■ TEXTO DE LA PÁGINA:
────

Como era habitual durante nuestra adolescencia, la falta de dinero y el exceso de tiempo libre que nos otorgaban las vacaciones de verano propiciaban el clima perfecto para que yo ahora pudiese escribir una o varias entradas relatando anécdotas de por aquel entonces, pues Gabriel y yo éramos unos hijos de puta de cuidado y no había día que no liásemos alguna (para que os hagáis una idea, la madre de Gabriel nos dijo en una ocasión, a pocos días de que acabase el periodo estival: "hay que ver lo que van a descansar los vecinos cuando ya no andéis por aquí"), y no descarto que en el futuro muchas de ellas acaben plasmadas en este blog. Pero centrémonos.
Yo le había enseñado a Gabriel que una bengala de las grises de cumpleaños que echan chispitas inocentemente (bueno, o no, pues recuerdo que de pequeño jodí un microscopio por prender una de éstas e intentar ver su luz aumentada doscientas veces. Pero eso es otra historia), tras ser encendida y arrojada a lo lejos en mitad de la noche, constituía un espectáculo QUE TE CAGAS tanto en su luminoso vuelo como al estrellarse contra el asfalto. Vamos, que nos habíamos tirado toda la hora de la cena lanzando bengalitas como gilipollas al pie del bloque de pisos de Parquesol en el que vivía mi amigo.
Al día siguiente, Gabriel quiso llevar el espectáculo descubierto la noche anterior al más difícil todavía: sirviéndose de un poco de celo, había unido cinco bengalas, y aquel casero artefacto, además de un mechero Bic, se hallaba a buen recaudo en uno de los bolsillos de su pantalón de chándal a la espera de volar incandescente por los aires. En el otro bolsillo reposaba felizmente un yoyó granate modelo Firestorm de Bandai que poco después daría un giro interesante a la historia.

────

■ FILAS INCLUIDAS:
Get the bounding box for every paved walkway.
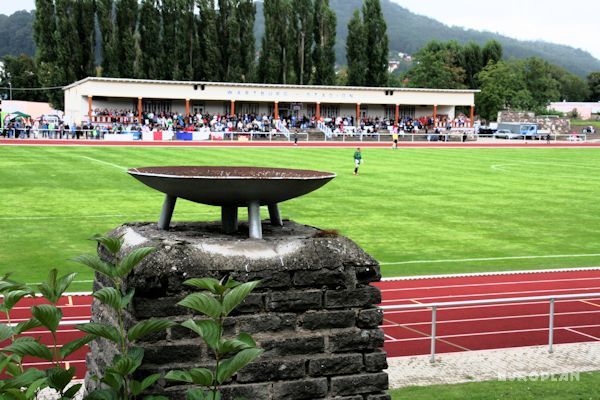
[387,343,600,389]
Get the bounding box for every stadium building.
[64,77,477,127]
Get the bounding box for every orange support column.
[471,105,475,128]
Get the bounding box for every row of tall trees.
[346,0,389,86]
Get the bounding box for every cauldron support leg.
[158,195,177,231]
[221,206,238,233]
[248,201,262,239]
[269,203,283,226]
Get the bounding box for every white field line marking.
[381,276,600,293]
[385,298,600,315]
[565,328,600,342]
[77,156,127,171]
[0,213,211,221]
[381,286,600,303]
[388,325,600,343]
[380,254,600,266]
[381,310,600,329]
[381,267,600,282]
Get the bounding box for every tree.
[0,54,48,101]
[96,0,118,76]
[463,42,484,89]
[73,0,96,80]
[588,72,600,101]
[475,61,533,121]
[482,40,504,66]
[292,0,314,85]
[363,0,389,86]
[194,0,221,82]
[346,9,367,86]
[313,0,337,85]
[136,0,161,79]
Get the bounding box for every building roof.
[63,77,480,93]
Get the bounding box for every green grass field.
[0,146,600,290]
[390,372,600,400]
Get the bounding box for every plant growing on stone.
[0,269,92,400]
[74,235,176,400]
[165,276,263,400]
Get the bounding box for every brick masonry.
[86,221,390,400]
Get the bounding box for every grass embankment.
[0,147,600,290]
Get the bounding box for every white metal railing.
[379,293,600,363]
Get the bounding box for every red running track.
[0,139,600,148]
[377,270,600,357]
[0,270,600,378]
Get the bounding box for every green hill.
[255,0,600,77]
[0,0,600,77]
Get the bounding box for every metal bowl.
[127,166,336,238]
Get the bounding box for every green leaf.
[92,287,122,311]
[2,290,31,312]
[14,318,42,335]
[217,349,263,385]
[72,254,117,278]
[108,356,141,376]
[165,370,194,383]
[117,247,156,278]
[102,371,125,392]
[189,368,214,386]
[183,278,222,294]
[60,335,96,360]
[127,319,177,342]
[46,367,75,392]
[90,234,123,255]
[177,293,222,319]
[76,322,121,344]
[25,378,47,399]
[0,324,16,342]
[4,340,53,361]
[63,383,82,399]
[84,389,120,400]
[31,304,63,333]
[219,339,255,354]
[121,288,135,309]
[181,319,222,350]
[223,281,260,316]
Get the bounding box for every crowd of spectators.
[2,109,468,139]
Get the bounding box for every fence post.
[548,299,554,354]
[429,306,437,363]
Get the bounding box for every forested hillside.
[0,0,600,77]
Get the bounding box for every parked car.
[494,129,523,139]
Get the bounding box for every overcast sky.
[0,0,600,59]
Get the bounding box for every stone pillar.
[86,221,390,400]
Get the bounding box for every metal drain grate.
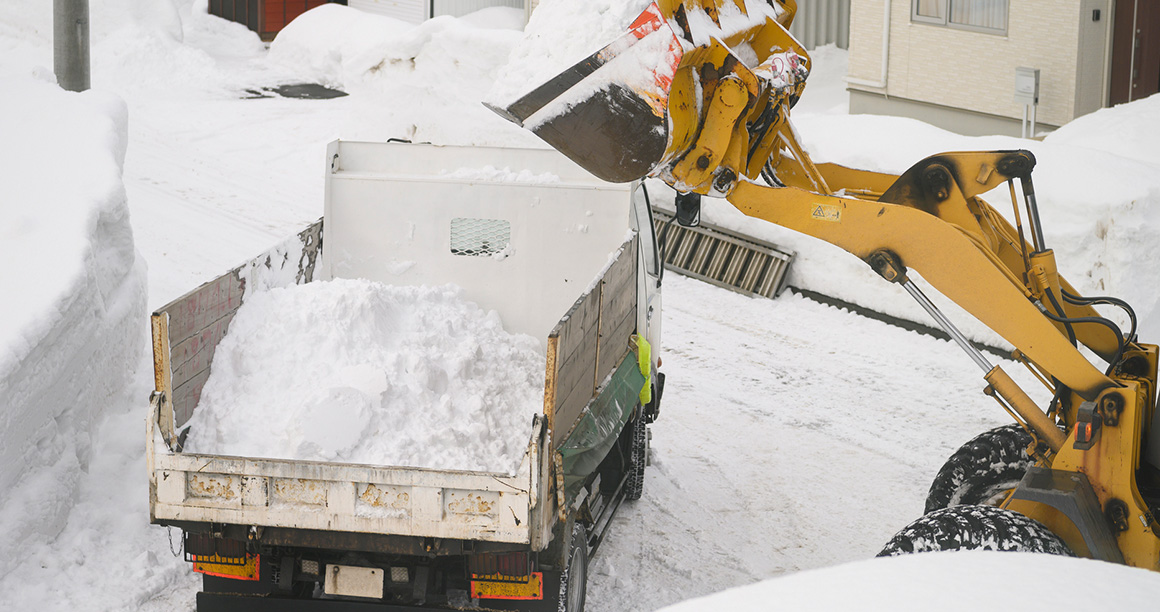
[451,217,512,256]
[653,207,793,298]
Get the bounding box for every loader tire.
[926,424,1035,513]
[624,415,648,501]
[878,505,1075,556]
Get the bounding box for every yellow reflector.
[471,571,544,599]
[194,554,261,581]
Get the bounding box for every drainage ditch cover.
[244,83,347,100]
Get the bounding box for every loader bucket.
[487,3,682,183]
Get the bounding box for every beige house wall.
[849,0,1090,125]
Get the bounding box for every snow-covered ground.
[0,0,1160,612]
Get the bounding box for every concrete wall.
[849,0,1110,133]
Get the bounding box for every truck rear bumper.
[197,591,417,612]
[197,591,559,612]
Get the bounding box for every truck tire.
[926,424,1035,513]
[557,523,588,612]
[624,415,648,501]
[878,505,1075,556]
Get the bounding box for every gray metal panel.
[790,0,850,49]
[653,209,793,298]
[432,0,524,17]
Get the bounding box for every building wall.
[434,0,523,17]
[849,0,1107,125]
[790,0,850,49]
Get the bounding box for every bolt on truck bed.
[147,141,660,610]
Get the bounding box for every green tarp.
[557,351,646,505]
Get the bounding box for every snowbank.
[664,551,1160,612]
[650,92,1160,347]
[186,279,544,473]
[0,73,145,574]
[268,5,531,147]
[1043,94,1160,166]
[486,0,651,108]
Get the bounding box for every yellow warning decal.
[194,554,260,581]
[810,204,842,223]
[471,571,544,599]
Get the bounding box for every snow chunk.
[186,279,544,473]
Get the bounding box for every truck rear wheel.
[624,415,648,500]
[926,424,1035,513]
[878,505,1075,556]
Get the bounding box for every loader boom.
[496,0,1160,570]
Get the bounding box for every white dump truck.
[147,141,664,612]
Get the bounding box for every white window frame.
[911,0,1012,36]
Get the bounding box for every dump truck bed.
[147,143,654,549]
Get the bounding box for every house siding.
[849,0,1092,125]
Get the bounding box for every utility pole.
[52,0,89,92]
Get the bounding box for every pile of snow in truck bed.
[186,279,544,473]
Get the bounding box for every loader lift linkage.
[494,0,1160,570]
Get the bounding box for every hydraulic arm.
[496,0,1160,569]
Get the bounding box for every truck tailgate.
[147,402,548,544]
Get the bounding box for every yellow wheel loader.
[493,0,1160,570]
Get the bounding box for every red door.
[1108,0,1160,104]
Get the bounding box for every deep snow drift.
[0,0,1160,612]
[664,551,1160,612]
[0,71,145,574]
[184,279,544,473]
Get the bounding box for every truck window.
[632,183,662,279]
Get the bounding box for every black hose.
[1043,289,1124,376]
[1044,289,1075,347]
[761,161,785,187]
[1059,289,1136,342]
[640,181,676,286]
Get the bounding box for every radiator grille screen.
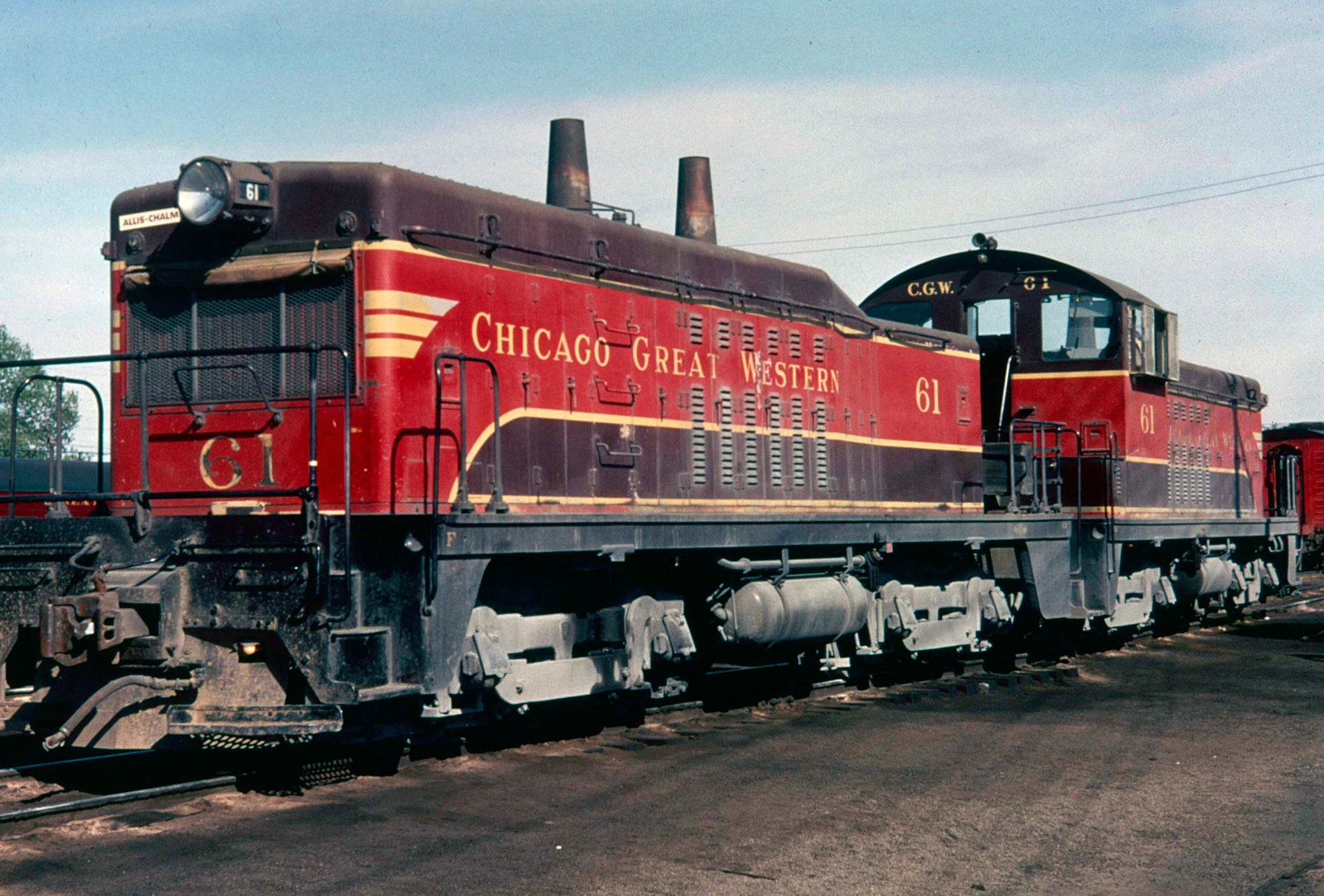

────

■ LISTA DE TAREAS:
1 - Resume en pocas líneas el párrafo del relato de las bengalas que empieza por "Al día siguiente, Gabriel quiso", sin perder sus datos principales.
2 - Continúa el relato de las bengalas desde el punto en que se detiene.

■ RESPUESTAS ESPERADAS:
1 - Al día siguiente, Gabriel quiso superar el espectáculo de la noche anterior. Unió cinco bengalas con celo y guardó ese artefacto casero en un bolsillo de su pantalón de chándal, junto con un mechero Bic. En el otro bolsillo llevaba un yoyó granate Firestorm de Bandai, que poco después daría un giro a la historia.

2 -
Gabriel, amén de muy impresionable, era todo un cagaprisas, y la idea de tener que esperar varias horas a la caída del Sol para llevar a cabo aquella performance de La Fura del Baus en miniatura se le antojaba impensable. Por ello, aprovechando la enorme extensión del descampado en pendiente que se extendía ante nosotros de camino al Carrefour al que nos dirigíamos para perder el tiempo y refugiarnos del calor, echó mano del manojo de bengalas y del mechero, prendió aquél con éste y, mientras cogía un poco de carrerilla, dijo:
—Veréis (no lo dijo en plural porque me hablase de vos, sino porque su hermano pequeño también estaba allí).
Pero no vimos nada, joder. ¿En qué cabeza cabe que encender bengalas a las cinco de la tarde en agosto vaya a dar el más mínimo espectáculo, con aquel solazo? Tras el lanzamiento, sólo pudimos contemplar a duras penas un puntito de luz que destacó una mierda contra el azul del cielo y desapareció enseguida entre la maleza del descampado.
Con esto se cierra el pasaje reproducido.